▸ Exercise requirements
The response should be an exact copy of every record.

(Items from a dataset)
§ §

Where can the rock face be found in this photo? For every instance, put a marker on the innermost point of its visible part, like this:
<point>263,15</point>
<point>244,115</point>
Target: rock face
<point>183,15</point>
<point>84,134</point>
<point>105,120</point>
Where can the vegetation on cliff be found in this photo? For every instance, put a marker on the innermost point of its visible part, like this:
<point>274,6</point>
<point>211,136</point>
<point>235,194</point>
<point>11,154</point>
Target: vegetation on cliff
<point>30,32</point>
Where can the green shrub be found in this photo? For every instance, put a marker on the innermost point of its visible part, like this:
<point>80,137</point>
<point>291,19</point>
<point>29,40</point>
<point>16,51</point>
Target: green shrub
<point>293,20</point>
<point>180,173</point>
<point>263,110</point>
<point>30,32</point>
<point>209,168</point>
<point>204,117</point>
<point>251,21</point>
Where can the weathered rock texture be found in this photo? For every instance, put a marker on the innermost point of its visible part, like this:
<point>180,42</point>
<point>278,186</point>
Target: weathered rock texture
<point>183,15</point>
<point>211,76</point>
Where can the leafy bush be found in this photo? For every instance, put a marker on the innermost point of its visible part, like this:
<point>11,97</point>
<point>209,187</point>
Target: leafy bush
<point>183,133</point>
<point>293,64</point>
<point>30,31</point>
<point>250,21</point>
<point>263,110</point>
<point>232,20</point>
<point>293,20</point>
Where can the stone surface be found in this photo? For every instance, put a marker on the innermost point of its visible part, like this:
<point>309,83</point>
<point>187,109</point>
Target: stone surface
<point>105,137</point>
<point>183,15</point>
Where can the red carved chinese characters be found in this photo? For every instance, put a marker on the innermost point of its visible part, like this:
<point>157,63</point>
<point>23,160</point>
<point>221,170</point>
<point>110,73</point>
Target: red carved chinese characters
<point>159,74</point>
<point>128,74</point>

§ §

▸ Exercise response
Where can the rock face be found in this photo? For every instance, put a marker on the innermost point of its visible part, like this:
<point>263,15</point>
<point>244,115</point>
Target: rock face
<point>183,15</point>
<point>84,134</point>
<point>105,120</point>
Where can the vegetation on cliff be found in this photo? For every instance, put a marker on the innermost point of its visible part, like this:
<point>274,6</point>
<point>211,136</point>
<point>235,194</point>
<point>11,154</point>
Target: vegetation on cliff
<point>30,32</point>
Where can the green shrub be found in this photo? For every instance, put a marker on the innermost point of its visible part, like this:
<point>80,137</point>
<point>291,19</point>
<point>29,40</point>
<point>16,51</point>
Target: green shrub
<point>293,20</point>
<point>180,173</point>
<point>263,110</point>
<point>30,32</point>
<point>209,168</point>
<point>204,117</point>
<point>251,21</point>
Where can the weathered rock texture be found in this photo? For every instance, put a marker on the innermost point of its visible part, like this:
<point>180,42</point>
<point>278,186</point>
Target: weathered rock texture
<point>183,15</point>
<point>211,76</point>
Where can the leafy bush be found in this photo? For every instance, put a marker on the innermost point of its visible part, like this:
<point>11,97</point>
<point>209,187</point>
Target: leafy bush
<point>183,133</point>
<point>293,64</point>
<point>30,31</point>
<point>250,21</point>
<point>263,110</point>
<point>232,20</point>
<point>293,20</point>
Where can the stone surface be found in this photo? For every instance, put a marker on the innermost point of its visible part, like this:
<point>309,83</point>
<point>187,109</point>
Target: stone surface
<point>105,137</point>
<point>183,15</point>
Where can the red carved chinese characters be found in this photo? For every instance, put a marker on the innermost point of its visible part, like this:
<point>157,63</point>
<point>23,160</point>
<point>221,170</point>
<point>110,73</point>
Target: red carved chinese characters
<point>159,74</point>
<point>128,74</point>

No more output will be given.